→ Document:

This implies that $\tau_i \tau_x \tau_k$ is a smaller $132$
occurrence in $\tau$ than $\tau_i \tau_j \tau_k$,
contradicting the minimality of $\tau_i \tau_j \tau_k$.


We now show that $\gamma$ is a bijection;
it is enough to give $\gamma^{-1}$.  To do so,
we make the following definition.

{\bf Definition.}  Let $k \geq 2$.  Let $\alpha=\alpha_1\dots \alpha_k$
and
$\beta=\beta_1\dots \beta_k$ be two distinct occurrences of $k (k-1)
\dots 1$ in
$\pi$.  We say
$\alpha$ is larger that $\beta$ if there exists $i$, $1 \leq i \leq k$,
such that
$\pi^{-1}(\alpha_j) = \pi^{-1}(\beta_j)$ for
all $j>i$ and $\pi^{-1}(\alpha_i) >
\pi^{-1}(\beta_i)$.


We can now describe $\gamma^{-1}: S_n(132) \rightarrow S_n(321)$.
Let $\pi_1 \pi_2 \dots \pi_n=\pi \in S_n(132)$ and let
$zyx=\pi_{p_1}\pi_{p_2}\pi_{p_3}$ be the largest $321$ occurrence
in $\pi$.

→ Given material:
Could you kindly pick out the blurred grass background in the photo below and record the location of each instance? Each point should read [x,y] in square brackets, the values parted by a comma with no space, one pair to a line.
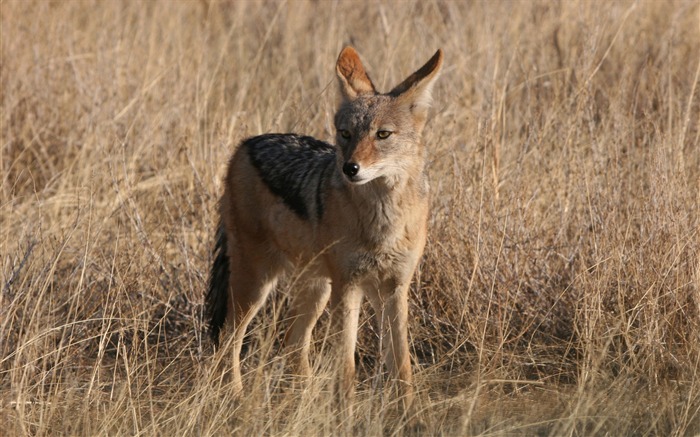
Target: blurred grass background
[560,289]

→ The tasks:
A: According to the passage on permutation patterns, what is enough to show that $\gamma$ is a bijection?
B: Translate this sentence from the passage on permutation patterns into Spanish: "We now show that $\gamma$ is a bijection; it is enough to give $\gamma^{-1}$."
C: Reproduce a portion of the passage on permutation patterns: begin at the words "This implies that" and stop after "of $k (k-1)".

→ Solution set:
A: Giving $\gamma^{-1}$.

B: Ahora mostramos que $\gamma$ es una biyección; basta con dar $\gamma^{-1}$.

C:
This implies that $\tau_i \tau_x \tau_k$ is a smaller $132$
occurrence in $\tau$ than $\tau_i \tau_j \tau_k$,
contradicting the minimality of $\tau_i \tau_j \tau_k$.


We now show that $\gamma$ is a bijection;
it is enough to give $\gamma^{-1}$.  To do so,
we make the following definition.

{\bf Definition.}  Let $k \geq 2$.  Let $\alpha=\alpha_1\dots \alpha_k$
and
$\beta=\beta_1\dots \beta_k$ be two distinct occurrences of $k (k-1)